→ **Problem**: Both the line containing "track edge line." and the line containing "the metal guardrail." belong to the span. Output exactly that span from the listing below, and nothing outside it.

→ **Records for processing**:
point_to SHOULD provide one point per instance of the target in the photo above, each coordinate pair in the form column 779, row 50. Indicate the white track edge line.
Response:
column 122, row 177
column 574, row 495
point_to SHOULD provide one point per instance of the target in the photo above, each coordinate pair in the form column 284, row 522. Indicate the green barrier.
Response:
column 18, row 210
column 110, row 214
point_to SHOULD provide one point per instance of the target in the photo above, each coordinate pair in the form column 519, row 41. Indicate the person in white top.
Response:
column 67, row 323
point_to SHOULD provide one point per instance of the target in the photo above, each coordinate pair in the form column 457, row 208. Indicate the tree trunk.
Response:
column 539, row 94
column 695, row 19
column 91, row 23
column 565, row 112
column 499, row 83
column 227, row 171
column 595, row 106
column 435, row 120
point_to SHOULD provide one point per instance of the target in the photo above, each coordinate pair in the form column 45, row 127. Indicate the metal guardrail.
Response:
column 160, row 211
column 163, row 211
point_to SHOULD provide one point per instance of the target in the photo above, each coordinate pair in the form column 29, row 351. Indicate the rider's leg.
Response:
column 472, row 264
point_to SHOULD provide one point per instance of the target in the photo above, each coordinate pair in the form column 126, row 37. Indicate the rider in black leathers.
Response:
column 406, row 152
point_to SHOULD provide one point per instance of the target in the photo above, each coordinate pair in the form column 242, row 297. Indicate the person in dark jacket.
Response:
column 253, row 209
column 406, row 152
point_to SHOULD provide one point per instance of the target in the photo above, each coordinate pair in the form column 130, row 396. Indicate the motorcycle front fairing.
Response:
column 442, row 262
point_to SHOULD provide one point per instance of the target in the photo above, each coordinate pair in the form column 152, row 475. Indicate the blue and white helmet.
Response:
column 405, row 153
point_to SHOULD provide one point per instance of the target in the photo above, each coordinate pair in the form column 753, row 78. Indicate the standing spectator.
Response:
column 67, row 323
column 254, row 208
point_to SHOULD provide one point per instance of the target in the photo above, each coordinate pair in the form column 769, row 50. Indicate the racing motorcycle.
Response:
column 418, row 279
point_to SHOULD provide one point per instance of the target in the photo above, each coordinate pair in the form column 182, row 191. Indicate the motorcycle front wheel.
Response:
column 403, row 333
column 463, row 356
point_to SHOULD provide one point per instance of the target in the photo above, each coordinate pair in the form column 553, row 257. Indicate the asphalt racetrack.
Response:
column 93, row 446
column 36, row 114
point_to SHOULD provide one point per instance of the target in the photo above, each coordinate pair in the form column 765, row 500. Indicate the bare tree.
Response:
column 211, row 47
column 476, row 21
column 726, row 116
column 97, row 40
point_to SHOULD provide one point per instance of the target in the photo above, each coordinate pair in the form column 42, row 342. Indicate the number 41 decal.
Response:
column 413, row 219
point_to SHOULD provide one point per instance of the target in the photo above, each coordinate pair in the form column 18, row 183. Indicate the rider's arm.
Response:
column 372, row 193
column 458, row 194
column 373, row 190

...

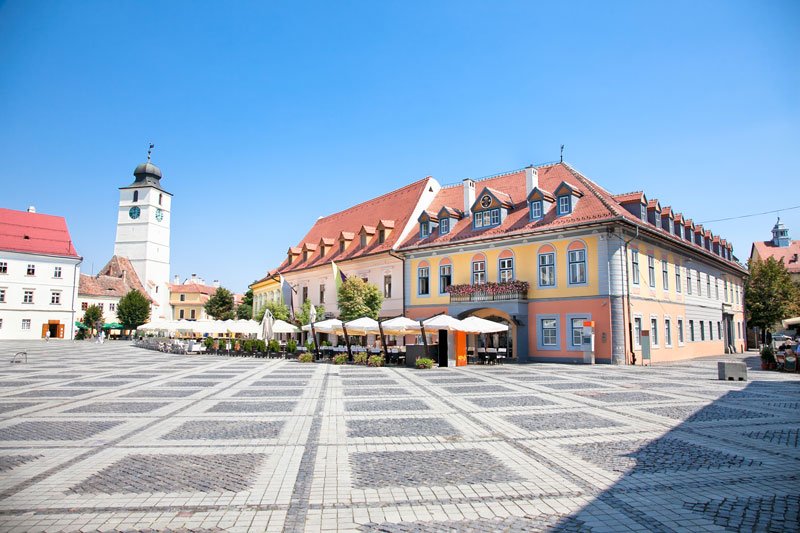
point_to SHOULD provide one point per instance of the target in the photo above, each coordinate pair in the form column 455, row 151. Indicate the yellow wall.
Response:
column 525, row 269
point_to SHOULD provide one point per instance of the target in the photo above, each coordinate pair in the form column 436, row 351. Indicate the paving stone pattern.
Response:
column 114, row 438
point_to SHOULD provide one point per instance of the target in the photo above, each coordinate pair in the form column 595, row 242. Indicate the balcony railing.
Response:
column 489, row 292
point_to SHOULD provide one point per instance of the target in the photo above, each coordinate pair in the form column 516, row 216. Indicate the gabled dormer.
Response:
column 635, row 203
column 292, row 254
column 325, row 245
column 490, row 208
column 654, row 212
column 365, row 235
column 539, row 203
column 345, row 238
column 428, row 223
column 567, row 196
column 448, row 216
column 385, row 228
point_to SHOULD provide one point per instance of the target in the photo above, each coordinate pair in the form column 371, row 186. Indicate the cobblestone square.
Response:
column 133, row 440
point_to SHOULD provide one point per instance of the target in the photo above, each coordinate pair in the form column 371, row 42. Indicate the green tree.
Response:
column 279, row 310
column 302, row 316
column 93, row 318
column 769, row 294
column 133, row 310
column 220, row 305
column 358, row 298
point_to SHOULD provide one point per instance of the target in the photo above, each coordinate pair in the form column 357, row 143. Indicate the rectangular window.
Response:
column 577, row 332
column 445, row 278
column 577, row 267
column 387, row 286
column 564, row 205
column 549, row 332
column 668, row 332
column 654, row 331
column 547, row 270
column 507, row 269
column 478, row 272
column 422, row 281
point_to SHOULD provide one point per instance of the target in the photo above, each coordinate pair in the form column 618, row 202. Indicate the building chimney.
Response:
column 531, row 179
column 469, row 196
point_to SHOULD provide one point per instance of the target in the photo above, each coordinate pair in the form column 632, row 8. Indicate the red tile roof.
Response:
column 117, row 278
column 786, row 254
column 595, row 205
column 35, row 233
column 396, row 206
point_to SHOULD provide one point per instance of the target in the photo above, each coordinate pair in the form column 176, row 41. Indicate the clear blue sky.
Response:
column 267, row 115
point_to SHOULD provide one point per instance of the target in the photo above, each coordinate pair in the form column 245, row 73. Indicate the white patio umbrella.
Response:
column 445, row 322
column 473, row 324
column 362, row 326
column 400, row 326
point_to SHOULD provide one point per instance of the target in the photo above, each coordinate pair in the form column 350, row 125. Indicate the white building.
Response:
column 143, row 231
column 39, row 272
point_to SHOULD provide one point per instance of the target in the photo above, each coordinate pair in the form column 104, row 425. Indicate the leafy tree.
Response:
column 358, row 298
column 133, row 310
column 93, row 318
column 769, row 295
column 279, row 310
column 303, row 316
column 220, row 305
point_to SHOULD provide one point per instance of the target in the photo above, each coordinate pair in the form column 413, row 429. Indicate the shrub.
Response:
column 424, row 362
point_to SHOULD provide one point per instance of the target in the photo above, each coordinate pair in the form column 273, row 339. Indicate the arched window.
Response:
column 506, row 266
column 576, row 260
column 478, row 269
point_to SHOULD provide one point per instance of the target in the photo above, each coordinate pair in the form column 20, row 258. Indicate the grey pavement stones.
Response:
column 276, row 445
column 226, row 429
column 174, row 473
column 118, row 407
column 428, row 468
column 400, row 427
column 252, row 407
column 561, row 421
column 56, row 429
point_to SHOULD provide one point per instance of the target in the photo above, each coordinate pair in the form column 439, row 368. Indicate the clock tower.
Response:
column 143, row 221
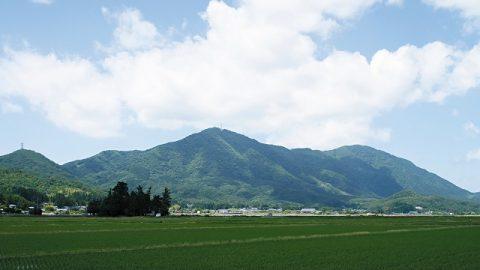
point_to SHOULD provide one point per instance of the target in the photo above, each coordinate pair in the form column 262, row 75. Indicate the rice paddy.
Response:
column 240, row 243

---

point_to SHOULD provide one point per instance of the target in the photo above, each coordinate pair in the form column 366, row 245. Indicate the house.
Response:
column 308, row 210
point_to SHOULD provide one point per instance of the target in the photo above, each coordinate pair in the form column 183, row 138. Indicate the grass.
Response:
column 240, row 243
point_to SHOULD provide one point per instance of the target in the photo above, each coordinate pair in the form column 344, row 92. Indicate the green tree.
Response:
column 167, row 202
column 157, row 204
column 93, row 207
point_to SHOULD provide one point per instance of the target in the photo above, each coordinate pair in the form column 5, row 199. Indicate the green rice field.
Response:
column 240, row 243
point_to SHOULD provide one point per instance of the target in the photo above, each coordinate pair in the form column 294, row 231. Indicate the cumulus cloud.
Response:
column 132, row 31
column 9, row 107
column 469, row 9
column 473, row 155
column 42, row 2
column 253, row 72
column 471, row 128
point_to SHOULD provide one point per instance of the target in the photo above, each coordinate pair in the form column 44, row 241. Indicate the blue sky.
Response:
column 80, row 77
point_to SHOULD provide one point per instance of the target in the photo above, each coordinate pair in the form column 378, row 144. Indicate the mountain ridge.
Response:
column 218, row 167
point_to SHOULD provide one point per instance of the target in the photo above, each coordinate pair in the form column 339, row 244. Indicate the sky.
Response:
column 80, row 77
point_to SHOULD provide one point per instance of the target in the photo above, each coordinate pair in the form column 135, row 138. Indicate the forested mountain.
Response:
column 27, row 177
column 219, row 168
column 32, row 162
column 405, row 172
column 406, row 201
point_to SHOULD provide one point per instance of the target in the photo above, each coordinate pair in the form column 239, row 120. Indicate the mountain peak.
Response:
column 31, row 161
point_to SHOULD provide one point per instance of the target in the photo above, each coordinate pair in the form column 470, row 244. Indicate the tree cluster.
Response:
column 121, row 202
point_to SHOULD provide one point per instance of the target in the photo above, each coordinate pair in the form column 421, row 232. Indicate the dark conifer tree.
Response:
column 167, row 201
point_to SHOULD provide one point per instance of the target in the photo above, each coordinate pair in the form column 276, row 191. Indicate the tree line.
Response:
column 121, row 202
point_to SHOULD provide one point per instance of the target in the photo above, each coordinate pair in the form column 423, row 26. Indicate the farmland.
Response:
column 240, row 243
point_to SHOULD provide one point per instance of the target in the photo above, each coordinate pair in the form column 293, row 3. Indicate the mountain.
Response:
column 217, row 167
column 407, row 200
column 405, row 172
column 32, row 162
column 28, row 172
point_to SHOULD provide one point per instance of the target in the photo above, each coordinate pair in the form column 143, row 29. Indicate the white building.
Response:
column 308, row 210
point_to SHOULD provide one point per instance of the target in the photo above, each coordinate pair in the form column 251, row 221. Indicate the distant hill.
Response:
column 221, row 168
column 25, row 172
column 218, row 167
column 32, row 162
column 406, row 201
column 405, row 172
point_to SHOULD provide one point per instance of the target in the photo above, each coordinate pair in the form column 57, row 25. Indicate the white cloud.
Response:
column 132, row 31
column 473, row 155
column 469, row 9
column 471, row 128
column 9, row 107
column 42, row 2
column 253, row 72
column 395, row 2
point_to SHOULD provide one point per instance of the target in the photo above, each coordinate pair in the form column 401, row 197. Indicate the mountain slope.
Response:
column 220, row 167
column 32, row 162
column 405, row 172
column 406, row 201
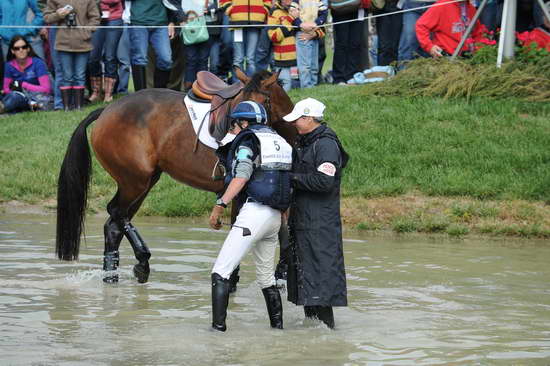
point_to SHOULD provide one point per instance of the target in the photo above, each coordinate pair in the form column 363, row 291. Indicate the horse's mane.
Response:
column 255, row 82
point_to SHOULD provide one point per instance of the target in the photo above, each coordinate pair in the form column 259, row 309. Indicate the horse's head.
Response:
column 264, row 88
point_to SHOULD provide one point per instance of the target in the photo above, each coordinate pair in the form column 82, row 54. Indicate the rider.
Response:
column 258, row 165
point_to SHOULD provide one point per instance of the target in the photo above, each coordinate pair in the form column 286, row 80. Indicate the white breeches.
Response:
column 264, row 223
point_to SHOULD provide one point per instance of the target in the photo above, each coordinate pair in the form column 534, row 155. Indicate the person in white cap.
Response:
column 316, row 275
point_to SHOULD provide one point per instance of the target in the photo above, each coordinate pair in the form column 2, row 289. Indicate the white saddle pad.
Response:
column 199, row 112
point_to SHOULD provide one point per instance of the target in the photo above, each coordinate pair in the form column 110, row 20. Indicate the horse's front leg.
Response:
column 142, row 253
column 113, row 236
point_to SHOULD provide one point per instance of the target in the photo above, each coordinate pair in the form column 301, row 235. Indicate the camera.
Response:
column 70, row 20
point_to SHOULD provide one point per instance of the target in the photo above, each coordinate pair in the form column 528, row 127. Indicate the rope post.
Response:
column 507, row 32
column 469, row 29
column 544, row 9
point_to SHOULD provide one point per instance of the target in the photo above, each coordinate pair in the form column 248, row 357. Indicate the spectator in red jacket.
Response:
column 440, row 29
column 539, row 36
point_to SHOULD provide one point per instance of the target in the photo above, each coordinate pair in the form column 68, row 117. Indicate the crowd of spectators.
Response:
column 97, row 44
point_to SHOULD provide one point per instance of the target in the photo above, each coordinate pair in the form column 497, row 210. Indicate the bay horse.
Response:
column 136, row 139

→ **Solution**:
point_to SHOULD provide one point per instance of the target in the photo above, each coordinate pair in the form column 779, row 50. Indicate the white track edge line.
Response:
column 122, row 177
column 574, row 495
point_to SHOULD provide one point per instance of the target in the photo above, each coordinate pair in the form column 284, row 522. Indicate the green barrier.
Response:
column 18, row 210
column 110, row 214
point_to SHOULD provide one point per instance of the target in the photo above, each coordinate pair in the form column 519, row 41. Indicate the person in white top.
Response:
column 67, row 323
point_to SHOULD provide one point per instance of the target in the photo above, each coordinate pair in the form column 457, row 208. Indicate the tree trunk.
Response:
column 539, row 94
column 695, row 19
column 91, row 23
column 565, row 112
column 499, row 83
column 227, row 171
column 595, row 106
column 435, row 120
point_to SHOULD provide one point per instance of the target in the photo above, each coordinate pair in the form column 45, row 127. Indicate the metal guardrail.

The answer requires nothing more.